## WHAT THE TASK REQUIRES
Put all of the data below into a two-column CSV with the header row instruction,points, where each row pairs one text with its answer, each value in its own quoted field and with line breaks changed to spaces. Omit the pictures from the result.

## BEGIN GIVEN INFORMATION

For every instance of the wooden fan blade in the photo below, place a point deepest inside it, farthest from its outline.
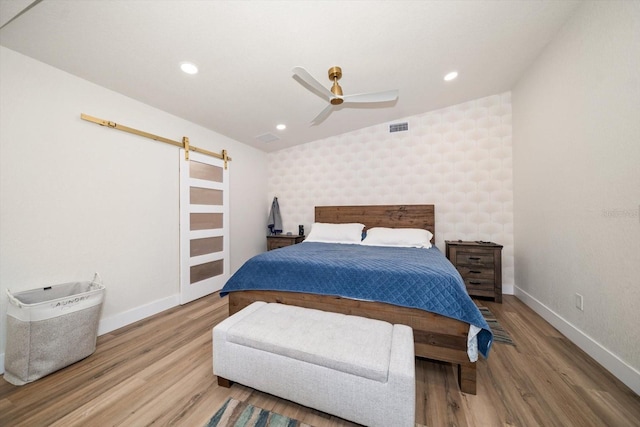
(313, 84)
(389, 95)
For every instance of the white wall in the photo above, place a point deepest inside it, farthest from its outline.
(458, 158)
(76, 197)
(577, 184)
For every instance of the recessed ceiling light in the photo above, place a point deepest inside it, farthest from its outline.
(452, 75)
(189, 68)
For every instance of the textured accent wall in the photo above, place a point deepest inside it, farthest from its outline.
(458, 158)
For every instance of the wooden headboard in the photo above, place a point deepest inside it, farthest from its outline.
(393, 216)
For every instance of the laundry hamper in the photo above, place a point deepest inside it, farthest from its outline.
(50, 328)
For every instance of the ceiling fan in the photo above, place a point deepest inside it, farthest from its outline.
(335, 96)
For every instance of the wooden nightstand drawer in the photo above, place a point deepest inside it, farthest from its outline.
(480, 265)
(482, 259)
(476, 272)
(282, 240)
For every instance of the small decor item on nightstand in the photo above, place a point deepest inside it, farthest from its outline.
(480, 265)
(274, 223)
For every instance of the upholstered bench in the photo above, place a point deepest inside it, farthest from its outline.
(358, 369)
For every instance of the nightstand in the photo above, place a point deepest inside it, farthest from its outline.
(280, 240)
(480, 265)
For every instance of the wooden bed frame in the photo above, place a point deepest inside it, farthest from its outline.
(436, 337)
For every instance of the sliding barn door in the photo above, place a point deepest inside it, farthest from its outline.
(204, 226)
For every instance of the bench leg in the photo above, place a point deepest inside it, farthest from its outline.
(223, 382)
(467, 377)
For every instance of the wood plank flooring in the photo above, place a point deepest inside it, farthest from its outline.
(159, 372)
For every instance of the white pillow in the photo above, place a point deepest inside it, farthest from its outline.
(335, 233)
(402, 237)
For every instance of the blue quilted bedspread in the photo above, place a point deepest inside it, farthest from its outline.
(408, 277)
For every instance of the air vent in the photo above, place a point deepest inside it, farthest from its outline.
(398, 127)
(267, 137)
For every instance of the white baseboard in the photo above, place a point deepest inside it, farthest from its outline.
(126, 318)
(612, 363)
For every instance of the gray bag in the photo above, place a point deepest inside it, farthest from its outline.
(50, 328)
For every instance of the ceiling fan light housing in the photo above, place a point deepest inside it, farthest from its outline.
(335, 74)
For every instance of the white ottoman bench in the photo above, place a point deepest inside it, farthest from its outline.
(359, 369)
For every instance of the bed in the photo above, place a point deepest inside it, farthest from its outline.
(437, 336)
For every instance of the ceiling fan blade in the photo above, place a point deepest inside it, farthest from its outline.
(312, 83)
(322, 116)
(389, 95)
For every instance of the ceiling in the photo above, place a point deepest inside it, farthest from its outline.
(245, 51)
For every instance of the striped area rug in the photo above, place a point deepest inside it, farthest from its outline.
(235, 413)
(499, 334)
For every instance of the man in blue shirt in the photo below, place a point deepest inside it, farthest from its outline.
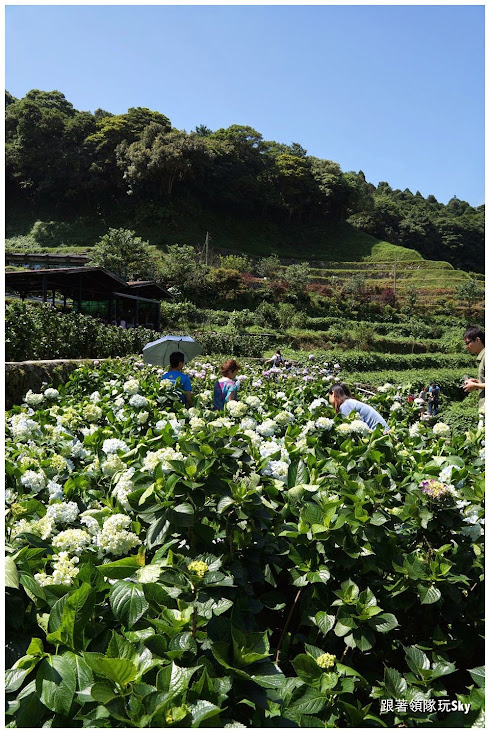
(176, 376)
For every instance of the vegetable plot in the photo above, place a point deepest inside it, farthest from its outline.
(274, 565)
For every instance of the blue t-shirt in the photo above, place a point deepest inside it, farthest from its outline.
(368, 414)
(222, 391)
(184, 385)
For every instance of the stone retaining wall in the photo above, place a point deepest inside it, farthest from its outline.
(20, 376)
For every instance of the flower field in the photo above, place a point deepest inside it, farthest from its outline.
(274, 565)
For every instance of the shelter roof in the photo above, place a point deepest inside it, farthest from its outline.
(96, 280)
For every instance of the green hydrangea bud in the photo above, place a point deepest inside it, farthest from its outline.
(325, 661)
(198, 567)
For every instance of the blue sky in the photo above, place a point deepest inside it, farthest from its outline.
(396, 91)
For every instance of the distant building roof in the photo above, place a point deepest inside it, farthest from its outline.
(93, 281)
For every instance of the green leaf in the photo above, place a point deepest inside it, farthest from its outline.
(120, 568)
(224, 503)
(203, 710)
(56, 683)
(307, 669)
(182, 515)
(416, 659)
(70, 615)
(121, 671)
(11, 574)
(128, 602)
(384, 622)
(297, 474)
(478, 675)
(313, 701)
(428, 594)
(102, 692)
(324, 621)
(394, 683)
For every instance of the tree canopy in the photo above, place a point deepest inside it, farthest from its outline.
(57, 155)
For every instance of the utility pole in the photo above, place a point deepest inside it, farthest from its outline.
(394, 278)
(206, 247)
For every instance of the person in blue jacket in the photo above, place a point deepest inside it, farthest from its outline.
(342, 401)
(177, 377)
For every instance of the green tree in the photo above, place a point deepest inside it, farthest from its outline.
(470, 292)
(269, 267)
(235, 262)
(297, 277)
(182, 268)
(127, 256)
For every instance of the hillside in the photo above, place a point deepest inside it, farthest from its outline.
(87, 172)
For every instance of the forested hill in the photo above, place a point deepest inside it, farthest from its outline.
(69, 163)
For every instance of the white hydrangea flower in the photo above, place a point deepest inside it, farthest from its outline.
(148, 574)
(236, 408)
(319, 402)
(267, 428)
(65, 513)
(284, 418)
(51, 394)
(138, 400)
(34, 480)
(72, 540)
(112, 445)
(222, 422)
(248, 423)
(33, 399)
(114, 538)
(359, 426)
(254, 437)
(161, 457)
(90, 522)
(23, 428)
(124, 486)
(77, 450)
(197, 424)
(132, 386)
(253, 402)
(277, 469)
(91, 412)
(415, 429)
(446, 473)
(55, 490)
(112, 465)
(324, 423)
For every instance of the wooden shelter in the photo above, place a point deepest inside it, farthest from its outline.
(93, 291)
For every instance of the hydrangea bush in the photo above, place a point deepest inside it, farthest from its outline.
(271, 565)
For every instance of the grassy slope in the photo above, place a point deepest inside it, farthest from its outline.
(339, 250)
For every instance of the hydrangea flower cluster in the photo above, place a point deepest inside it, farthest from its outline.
(435, 489)
(33, 399)
(131, 386)
(72, 540)
(442, 429)
(198, 567)
(113, 445)
(326, 661)
(114, 538)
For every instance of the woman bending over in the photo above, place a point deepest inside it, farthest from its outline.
(342, 401)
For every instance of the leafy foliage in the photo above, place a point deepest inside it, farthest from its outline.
(271, 566)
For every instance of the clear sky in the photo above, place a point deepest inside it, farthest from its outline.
(394, 90)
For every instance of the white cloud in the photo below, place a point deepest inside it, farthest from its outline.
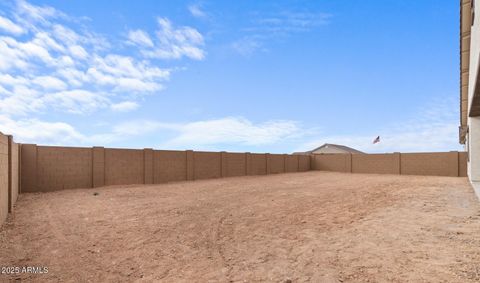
(196, 11)
(140, 37)
(124, 106)
(78, 52)
(10, 27)
(50, 61)
(76, 101)
(232, 130)
(265, 28)
(49, 83)
(172, 42)
(228, 130)
(41, 132)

## END GIVEN INFORMATION

## EXERCISE ANSWER
instruction,points
"For every instance of the wooden fan blade in the photo below, place a point deepest inside it, farthest from its outline.","(313, 84) (389, 95)"
"For every instance of the white wall in the photo above, place a point deepest inside it, farthest from its outline.","(458, 158) (76, 197) (577, 184)"
"For every instance of the recessed ceiling light in the photo above, place a point deepest inside it, farthest from its outline.","(452, 75) (189, 68)"
"For every instance of the textured accent wall in the photo above, place a point deepest inside it, farthest from its outline.","(458, 158)"
"For every instance of the wooden headboard in the photo above, place a point deepest inside it, farthest from its outline.","(393, 216)"
"For every instance of the laundry hamper in the photo above, place a point deepest inside it, farthest from its outline.","(50, 328)"
"For every instance of the ceiling fan in the photo above, place a point deepest inside it, farthest from its outline.","(335, 96)"
"For every instance of the wooden nightstand drawer in the photo above, place a point deepest inside it, farthest from its outline.","(480, 265) (482, 259) (476, 272) (282, 240)"
"For every instance of the small decor item on nightstand in the photo above, place a point deepest inside it, farthest from its outline.","(480, 265) (274, 223)"
"For every instance of the upholstered bench in the photo above, place a point deepest inside it, farthest from its outline.","(358, 369)"
"For every instance of the nightstand in the photo above, place a point deepest inside it, farthest from its outline.","(280, 240) (480, 265)"
"For every instance of the wooden bed frame in the photo above, place a point deepest inside it, farthest from its outline.","(436, 337)"
"For every instance of the sliding barn door in the photo above, place a point deepest inside it, farthest from its outline.","(204, 226)"
"For every instance of the bench leg in the photo above, place a point deepest inside it, farthest from its outline.","(223, 382) (467, 377)"
"For every instance of the wood plank flooring in the photo above, place a point deepest inside it, farthest from its outline.","(159, 372)"
"For every instance of the white pillow in the photo above, place a point deepest inside it, farthest from its outline.","(335, 233) (402, 237)"
"For every instance of the blue quilted bedspread in the photo above, place a point deepest inside it, farthest from its outline.","(408, 277)"
"For every instance of the air vent in the photo above, place a point deepest inside it, farthest from its outline.","(398, 127) (267, 137)"
"For every instance of the white baseboard in the photo above, place a point deepest inside it, farthest from its outline.","(126, 318) (612, 363)"
"For every instance of the gray bag in the photo above, place a point deepest inside it, farthest from its outline.","(50, 328)"
"For every instance of the ceiling fan light housing in the photo above, place a point deepest inside it, farthest from its outline.","(335, 74)"
"For every instance of the white ottoman bench in the photo above, place a point deepest inside it, farthest from its outline.","(359, 369)"
"For every instance of the bed in the photo above, place a point deepest inside it, farthest from its outline.","(437, 336)"
"For every instance of the ceiling fan blade in the photo above, place a point deepest inside it, farthest from its outline.","(312, 83) (322, 116) (389, 95)"
"For every instance of the ceiling in the photo above, place a point deepest inside it, farthest from its outline.","(245, 51)"
"For every instance of the striped area rug in the photo above, place a point deepest inside it, farthest from its outline.","(235, 413) (499, 334)"
"For every instance of the man in blue shirt in the photo below, place a point deepest inside it, farthest from its outline.","(176, 376)"
"For every instance of the vegetable plot in the photo above, place a point deepest inside it, farthest from its outline.","(274, 565)"
"For every instance of the blue t-shirt in the photo above, place a point deepest inside it, farthest from its outline.","(368, 414) (222, 391) (184, 385)"
"For every instance of the stone retaining wall in the photo above, place a point deepest inside it, farthest from its outline.","(20, 376)"
"For every instance of the flower field in the photo above, place a point deepest inside it, farthest from its outline.","(274, 565)"
"For every instance of the shelter roof in the photo above, place a point deepest inside it, farthest from its outline.","(96, 280)"
"For every instance of the green hydrangea bud in the photo above, place a point deepest inside it, farthest from its outline.","(325, 661) (198, 567)"
"For every instance of the blue sky in the photo above, place a point deepest inside it, farthest from its outline.","(396, 91)"
"For every instance of the distant building roof in the photo above, place a point deepest inside it, farthest from its outline.","(93, 281)"
"For every instance of the green leaf in the photo above, place a point deepest inside it, farthest from its outline.","(120, 568) (224, 503) (203, 710) (56, 683) (307, 669) (182, 515) (416, 659) (70, 615) (121, 671) (11, 574) (128, 602) (384, 622) (297, 474) (478, 675) (313, 701) (428, 594) (102, 692) (324, 621) (394, 683)"
"For every instance of the tree canopy in the photo above, place a point deepest inside it, farthest from its outline.","(57, 155)"
"For every instance of the utility pole in the photo above, place a point deepest inside it, farthest from its outline.","(394, 278) (206, 247)"
"For every instance of the person in blue jacket in the photo above, place a point deepest inside it, farthest from its outline.","(342, 401) (177, 377)"
"For every instance of the green tree in the photo above, place a point deepest inside it, farthest from its outline.","(470, 292) (269, 267) (235, 262) (297, 277) (182, 268) (127, 256)"
"For every instance of the hillside in the photo above, place a point deepest inside it, farthest from its outline.","(87, 172)"
"For every instance of the forested hill in the photo above, place a point deepest inside it, farthest from its outline.","(69, 163)"
"For every instance of the white hydrangea flower in the photo above, place a point deepest inside it, farthest from its outline.","(148, 574) (236, 408) (319, 402) (267, 428) (65, 513) (284, 418) (51, 394) (138, 400) (34, 480) (72, 540) (112, 445) (222, 422) (248, 423) (33, 399) (114, 538) (359, 426) (254, 437) (161, 457) (90, 522) (23, 428) (124, 486) (77, 450) (197, 424) (132, 386) (253, 402) (277, 469) (91, 412) (415, 429) (446, 473) (55, 490) (112, 465) (324, 423)"
"For every instance of the wooden shelter in the photo above, place a point deepest inside it, farthest from its outline.","(93, 291)"
"For every instance of the hydrangea bush in the photo above, place a point deepest inside it, farthest from its outline.","(271, 565)"
"For every instance of the grassy slope in the photo above, place a point deepest inside it, farthest from its outline.","(339, 250)"
"For every instance of the hydrangea flower cluster in the photo above, place a point deepest inside it, farthest from its outline.","(435, 489) (33, 399) (131, 386) (72, 540) (442, 429) (198, 567) (113, 445) (326, 661) (114, 538)"
"For every instance of the woman bending over in the photo above, place a point deepest inside it, farthest from its outline.","(342, 401)"
"For every instance of the leafy foliage in the photo above, place a point deepest inside it, farthest from its outline.","(271, 566)"
"For every instance of the clear sky in the photo above, place a point deepest inside it, farthest from its outline.","(394, 90)"
"For every instance of the white cloud in the photo below, place a point deepest inside it, farthest from its outline.","(196, 11) (140, 37) (124, 106) (78, 52) (10, 27) (50, 61) (76, 101) (232, 130) (265, 28) (49, 83) (172, 42) (228, 130) (41, 132)"